Given instruction → Rewrite everything from the line containing "Could you please indicate the chair cushion" down to the end of the records below, requests included, and increase every coordinate in the answers by 72. Leave the pictures out.
*** Supplied data
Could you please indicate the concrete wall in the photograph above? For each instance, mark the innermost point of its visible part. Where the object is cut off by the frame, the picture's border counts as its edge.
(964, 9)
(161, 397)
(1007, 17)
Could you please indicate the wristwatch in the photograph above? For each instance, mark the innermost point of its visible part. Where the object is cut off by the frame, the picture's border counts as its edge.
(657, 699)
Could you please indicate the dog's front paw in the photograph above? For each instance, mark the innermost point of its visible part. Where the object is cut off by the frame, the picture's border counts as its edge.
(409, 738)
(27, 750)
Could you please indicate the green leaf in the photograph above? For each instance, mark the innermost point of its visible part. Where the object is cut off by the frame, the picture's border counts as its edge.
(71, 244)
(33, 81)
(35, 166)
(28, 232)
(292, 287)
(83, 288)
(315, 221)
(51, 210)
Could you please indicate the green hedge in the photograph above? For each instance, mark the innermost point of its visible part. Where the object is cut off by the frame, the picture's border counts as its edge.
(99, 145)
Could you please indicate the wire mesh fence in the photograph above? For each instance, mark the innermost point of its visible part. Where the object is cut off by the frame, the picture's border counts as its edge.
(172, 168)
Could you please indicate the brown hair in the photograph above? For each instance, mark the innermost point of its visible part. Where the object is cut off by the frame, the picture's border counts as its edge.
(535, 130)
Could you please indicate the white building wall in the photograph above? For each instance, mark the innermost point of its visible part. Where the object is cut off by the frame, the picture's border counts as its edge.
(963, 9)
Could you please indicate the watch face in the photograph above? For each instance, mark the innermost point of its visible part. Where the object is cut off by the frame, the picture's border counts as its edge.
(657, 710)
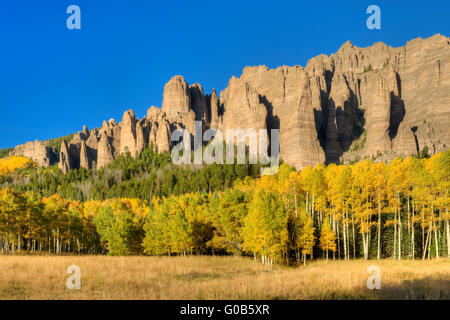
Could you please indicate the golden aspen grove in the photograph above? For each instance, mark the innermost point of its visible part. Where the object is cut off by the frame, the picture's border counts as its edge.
(366, 210)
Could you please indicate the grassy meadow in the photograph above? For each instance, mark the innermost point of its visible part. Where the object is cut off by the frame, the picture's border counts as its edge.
(209, 277)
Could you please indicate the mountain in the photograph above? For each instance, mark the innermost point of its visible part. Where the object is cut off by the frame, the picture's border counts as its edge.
(379, 102)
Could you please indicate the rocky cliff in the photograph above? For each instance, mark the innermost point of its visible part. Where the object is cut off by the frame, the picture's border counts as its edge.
(379, 102)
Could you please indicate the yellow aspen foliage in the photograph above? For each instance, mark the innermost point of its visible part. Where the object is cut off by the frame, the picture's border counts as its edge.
(9, 164)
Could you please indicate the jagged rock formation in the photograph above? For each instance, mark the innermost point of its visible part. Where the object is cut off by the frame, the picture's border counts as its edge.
(36, 151)
(379, 102)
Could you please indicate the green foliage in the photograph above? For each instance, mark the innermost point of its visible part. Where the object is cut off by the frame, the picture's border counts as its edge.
(5, 152)
(146, 176)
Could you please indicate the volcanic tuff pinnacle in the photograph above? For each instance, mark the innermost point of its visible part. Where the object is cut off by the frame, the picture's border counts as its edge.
(377, 101)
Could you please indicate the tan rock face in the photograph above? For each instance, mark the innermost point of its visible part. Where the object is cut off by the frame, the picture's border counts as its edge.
(378, 101)
(84, 158)
(105, 154)
(214, 107)
(198, 102)
(176, 97)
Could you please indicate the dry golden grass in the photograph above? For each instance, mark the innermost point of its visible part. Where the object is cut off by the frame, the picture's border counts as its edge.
(102, 277)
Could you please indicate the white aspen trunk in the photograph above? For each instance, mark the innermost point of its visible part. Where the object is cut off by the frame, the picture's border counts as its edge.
(354, 242)
(426, 244)
(395, 234)
(436, 240)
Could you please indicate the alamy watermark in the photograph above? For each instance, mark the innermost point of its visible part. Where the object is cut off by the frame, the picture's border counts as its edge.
(374, 20)
(239, 140)
(374, 280)
(74, 20)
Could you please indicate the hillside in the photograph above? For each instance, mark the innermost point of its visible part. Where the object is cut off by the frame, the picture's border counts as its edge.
(379, 102)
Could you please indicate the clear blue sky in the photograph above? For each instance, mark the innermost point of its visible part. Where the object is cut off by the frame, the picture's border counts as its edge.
(54, 80)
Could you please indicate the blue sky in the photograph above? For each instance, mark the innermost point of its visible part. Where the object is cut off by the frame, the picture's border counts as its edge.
(54, 80)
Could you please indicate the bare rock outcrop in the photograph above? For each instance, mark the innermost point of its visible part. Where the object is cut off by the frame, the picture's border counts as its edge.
(377, 102)
(64, 158)
(128, 133)
(36, 151)
(176, 98)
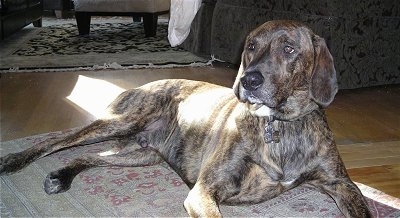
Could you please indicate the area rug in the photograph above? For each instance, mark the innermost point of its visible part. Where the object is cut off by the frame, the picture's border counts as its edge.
(153, 191)
(112, 43)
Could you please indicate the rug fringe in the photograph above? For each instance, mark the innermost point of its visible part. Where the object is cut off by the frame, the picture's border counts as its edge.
(110, 66)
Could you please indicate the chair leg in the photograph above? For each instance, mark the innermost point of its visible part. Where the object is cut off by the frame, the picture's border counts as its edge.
(150, 24)
(83, 22)
(37, 23)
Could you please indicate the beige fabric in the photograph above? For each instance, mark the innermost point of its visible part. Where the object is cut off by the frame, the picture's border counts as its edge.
(150, 6)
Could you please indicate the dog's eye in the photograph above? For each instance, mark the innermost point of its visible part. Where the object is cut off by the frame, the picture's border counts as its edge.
(251, 46)
(288, 49)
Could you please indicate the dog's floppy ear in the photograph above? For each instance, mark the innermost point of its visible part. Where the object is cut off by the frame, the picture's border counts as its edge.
(323, 81)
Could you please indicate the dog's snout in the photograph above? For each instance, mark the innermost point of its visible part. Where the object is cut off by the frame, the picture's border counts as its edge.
(252, 80)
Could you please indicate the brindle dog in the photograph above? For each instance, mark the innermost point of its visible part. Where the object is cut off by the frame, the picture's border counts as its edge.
(247, 145)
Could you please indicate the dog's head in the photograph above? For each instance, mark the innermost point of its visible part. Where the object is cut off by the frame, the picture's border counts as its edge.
(287, 68)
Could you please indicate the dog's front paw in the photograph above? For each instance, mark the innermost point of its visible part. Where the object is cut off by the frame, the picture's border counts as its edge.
(11, 163)
(57, 182)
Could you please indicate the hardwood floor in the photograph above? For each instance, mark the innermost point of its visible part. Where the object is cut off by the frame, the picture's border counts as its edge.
(366, 122)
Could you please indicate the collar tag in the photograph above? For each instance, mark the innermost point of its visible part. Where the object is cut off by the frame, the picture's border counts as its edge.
(271, 135)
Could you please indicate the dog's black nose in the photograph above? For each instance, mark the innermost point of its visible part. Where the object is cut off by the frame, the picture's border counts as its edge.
(252, 80)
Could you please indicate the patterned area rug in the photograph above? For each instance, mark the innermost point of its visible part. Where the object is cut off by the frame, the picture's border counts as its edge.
(112, 43)
(154, 191)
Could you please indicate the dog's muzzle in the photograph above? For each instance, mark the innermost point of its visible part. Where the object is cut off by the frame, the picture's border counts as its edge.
(252, 80)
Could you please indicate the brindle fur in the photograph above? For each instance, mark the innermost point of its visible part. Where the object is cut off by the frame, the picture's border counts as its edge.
(213, 137)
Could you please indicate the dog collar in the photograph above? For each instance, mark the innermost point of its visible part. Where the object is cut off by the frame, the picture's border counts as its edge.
(271, 135)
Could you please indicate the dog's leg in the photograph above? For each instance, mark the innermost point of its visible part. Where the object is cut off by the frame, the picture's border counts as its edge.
(200, 203)
(347, 196)
(60, 180)
(100, 130)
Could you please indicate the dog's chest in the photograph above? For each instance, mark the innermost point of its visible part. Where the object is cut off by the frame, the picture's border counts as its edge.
(200, 108)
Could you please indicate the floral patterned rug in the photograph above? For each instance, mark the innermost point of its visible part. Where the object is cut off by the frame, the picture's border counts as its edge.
(153, 191)
(112, 42)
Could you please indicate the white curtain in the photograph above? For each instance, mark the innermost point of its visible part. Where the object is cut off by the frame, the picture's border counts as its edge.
(182, 13)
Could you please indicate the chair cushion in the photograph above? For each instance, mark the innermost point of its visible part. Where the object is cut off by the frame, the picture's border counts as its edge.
(145, 6)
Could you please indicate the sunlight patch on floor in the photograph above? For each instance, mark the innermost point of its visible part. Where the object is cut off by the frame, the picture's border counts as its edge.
(94, 95)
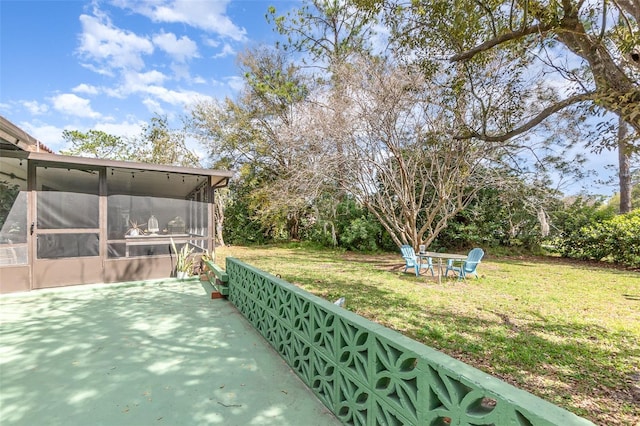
******
The solution →
Could you please indicate the chair cushion in the photograph above? For each instance, mark the innermost point of its visible part. Where the object is cut off by the frame, the picture's border counts as its edge.
(217, 78)
Could you please indicate the sunlight patch on floor in the photograph above? For each instance, mark the innermost point of its visible part. Where the object is cut off by the frame, the picture's border counts as its edge.
(166, 167)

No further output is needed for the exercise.